GIVEN INFORMATION:

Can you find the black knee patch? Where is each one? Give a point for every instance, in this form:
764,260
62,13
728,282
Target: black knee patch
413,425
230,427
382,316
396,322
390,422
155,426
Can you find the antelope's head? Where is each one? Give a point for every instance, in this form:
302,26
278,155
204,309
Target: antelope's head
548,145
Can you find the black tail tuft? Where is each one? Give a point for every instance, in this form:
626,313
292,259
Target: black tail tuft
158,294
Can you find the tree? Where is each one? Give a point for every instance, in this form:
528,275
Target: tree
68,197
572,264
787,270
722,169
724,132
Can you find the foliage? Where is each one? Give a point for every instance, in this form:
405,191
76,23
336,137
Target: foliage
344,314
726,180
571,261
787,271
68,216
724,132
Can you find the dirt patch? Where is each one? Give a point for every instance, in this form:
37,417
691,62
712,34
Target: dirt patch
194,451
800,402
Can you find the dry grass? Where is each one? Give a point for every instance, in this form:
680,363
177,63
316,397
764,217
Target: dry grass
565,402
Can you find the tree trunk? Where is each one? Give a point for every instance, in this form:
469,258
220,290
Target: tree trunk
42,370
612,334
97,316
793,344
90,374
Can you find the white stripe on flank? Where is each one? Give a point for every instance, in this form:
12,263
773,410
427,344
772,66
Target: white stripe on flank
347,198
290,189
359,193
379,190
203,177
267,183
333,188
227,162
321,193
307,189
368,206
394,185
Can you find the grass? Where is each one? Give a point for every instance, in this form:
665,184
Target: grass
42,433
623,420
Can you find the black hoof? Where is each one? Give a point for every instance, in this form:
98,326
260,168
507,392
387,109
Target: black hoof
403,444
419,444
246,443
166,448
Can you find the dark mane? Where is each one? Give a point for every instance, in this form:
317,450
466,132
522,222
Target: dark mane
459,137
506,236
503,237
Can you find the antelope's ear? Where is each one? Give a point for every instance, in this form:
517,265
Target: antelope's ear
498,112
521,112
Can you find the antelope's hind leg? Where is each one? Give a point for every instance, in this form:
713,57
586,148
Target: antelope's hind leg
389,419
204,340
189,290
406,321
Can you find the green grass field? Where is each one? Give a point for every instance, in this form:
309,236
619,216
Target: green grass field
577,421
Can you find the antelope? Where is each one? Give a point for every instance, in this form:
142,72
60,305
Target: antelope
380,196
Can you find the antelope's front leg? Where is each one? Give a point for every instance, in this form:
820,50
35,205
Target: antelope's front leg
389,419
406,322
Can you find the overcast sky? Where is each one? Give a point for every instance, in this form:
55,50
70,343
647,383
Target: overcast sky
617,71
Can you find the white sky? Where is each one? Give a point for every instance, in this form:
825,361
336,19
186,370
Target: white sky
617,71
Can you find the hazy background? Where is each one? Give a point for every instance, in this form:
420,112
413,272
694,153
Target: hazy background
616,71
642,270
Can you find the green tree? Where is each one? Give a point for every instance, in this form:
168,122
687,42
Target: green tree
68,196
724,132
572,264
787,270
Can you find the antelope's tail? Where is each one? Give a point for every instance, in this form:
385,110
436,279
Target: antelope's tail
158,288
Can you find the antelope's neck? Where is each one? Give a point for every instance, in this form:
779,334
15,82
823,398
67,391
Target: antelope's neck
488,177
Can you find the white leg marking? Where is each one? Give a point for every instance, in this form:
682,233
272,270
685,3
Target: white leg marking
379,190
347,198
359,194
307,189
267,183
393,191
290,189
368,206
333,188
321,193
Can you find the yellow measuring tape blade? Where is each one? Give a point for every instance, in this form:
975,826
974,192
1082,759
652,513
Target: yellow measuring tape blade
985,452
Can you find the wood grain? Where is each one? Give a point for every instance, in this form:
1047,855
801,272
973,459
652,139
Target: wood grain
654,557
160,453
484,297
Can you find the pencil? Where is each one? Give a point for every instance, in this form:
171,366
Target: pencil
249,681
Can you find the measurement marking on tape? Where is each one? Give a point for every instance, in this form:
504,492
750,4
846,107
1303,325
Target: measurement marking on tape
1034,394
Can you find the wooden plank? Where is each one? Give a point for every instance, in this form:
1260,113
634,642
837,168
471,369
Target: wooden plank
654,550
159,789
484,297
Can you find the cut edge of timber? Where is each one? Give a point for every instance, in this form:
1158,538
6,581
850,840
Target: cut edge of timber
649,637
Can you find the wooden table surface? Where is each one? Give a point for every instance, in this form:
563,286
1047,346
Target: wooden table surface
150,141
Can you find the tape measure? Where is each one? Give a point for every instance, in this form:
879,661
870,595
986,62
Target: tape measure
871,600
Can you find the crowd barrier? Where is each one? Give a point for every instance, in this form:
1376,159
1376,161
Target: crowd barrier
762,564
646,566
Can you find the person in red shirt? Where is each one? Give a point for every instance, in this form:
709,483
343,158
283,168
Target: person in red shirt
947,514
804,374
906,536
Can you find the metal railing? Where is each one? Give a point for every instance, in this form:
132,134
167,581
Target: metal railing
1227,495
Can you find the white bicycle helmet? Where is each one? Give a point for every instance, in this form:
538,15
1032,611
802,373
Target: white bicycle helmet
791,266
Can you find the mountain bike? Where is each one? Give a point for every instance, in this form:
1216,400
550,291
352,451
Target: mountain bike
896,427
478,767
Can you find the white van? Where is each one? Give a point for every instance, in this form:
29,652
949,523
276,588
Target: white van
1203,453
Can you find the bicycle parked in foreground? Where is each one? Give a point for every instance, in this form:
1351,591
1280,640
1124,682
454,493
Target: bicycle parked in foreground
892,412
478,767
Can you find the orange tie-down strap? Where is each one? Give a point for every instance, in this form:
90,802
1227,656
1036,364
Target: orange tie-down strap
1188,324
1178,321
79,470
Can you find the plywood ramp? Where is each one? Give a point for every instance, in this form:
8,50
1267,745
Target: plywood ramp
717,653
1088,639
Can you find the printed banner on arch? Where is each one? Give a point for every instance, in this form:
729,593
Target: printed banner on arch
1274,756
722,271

REQUIRED WORK:
Exact repetition is required for the lines from the one that contains "Can you find the cut" through the final line; leave out everything else.

SOLUTION:
Can you find the cut edge of timber? Where is each one? Give a point for every instance, in this form:
1158,538
6,581
850,840
Target: cut edge of timber
649,637
Can you find the wooden table surface? Where is each one? Give a point for every instance, in this form:
563,286
1047,346
Target: wooden table surface
150,141
Can you find the tape measure? Where is each one? Give a point for every instance, in this form:
879,661
870,595
986,62
Target: tape measure
871,600
Can you find the crowd barrier? Where is each one? Give a point for every instance, in this form:
1376,159
1376,161
Target: crowd barrier
762,564
646,566
Can you find the person in red shirt? Where is each one? Give a point for every instance, in this form:
709,483
343,158
283,168
Target: person in red shirt
947,514
804,374
906,536
Can you find the metal railing? Where is each one? Give a point for every instance, in this form:
132,134
167,581
Target: metal railing
1227,495
Can you find the white bicycle helmet? Where is each one? Give a point for every instance, in this form:
538,15
1032,611
802,373
Target: white bicycle helmet
791,266
Can you find the mountain bike? Where is each one? Give a point for every instance, in this form:
1216,400
550,291
352,451
Target: mountain bike
896,427
478,767
Can you find the white van? Where is each one? Give a point for every instance, in this form:
29,652
949,523
276,588
Target: white van
1203,453
Can you find the bicycle parked in foreground? Where is each one? Give a point for every instance, in this form:
1351,591
1280,640
1124,682
454,493
Target: bicycle parked in foreground
892,412
478,767
Can you find the orange tie-down strap? Where is each one? Give a point for every instance, in this form:
90,802
1227,656
1036,364
Target: orange tie-down strap
1188,324
1178,321
79,470
Can you find the plywood ramp? Where is each one? Give a point for every instance, in this form:
8,50
1267,745
Target: plywood ramp
717,653
1088,639
Can you find the printed banner on arch? Where is each one? Give a point for every instance, in this form:
729,593
Target: printed banner on arch
1274,756
722,271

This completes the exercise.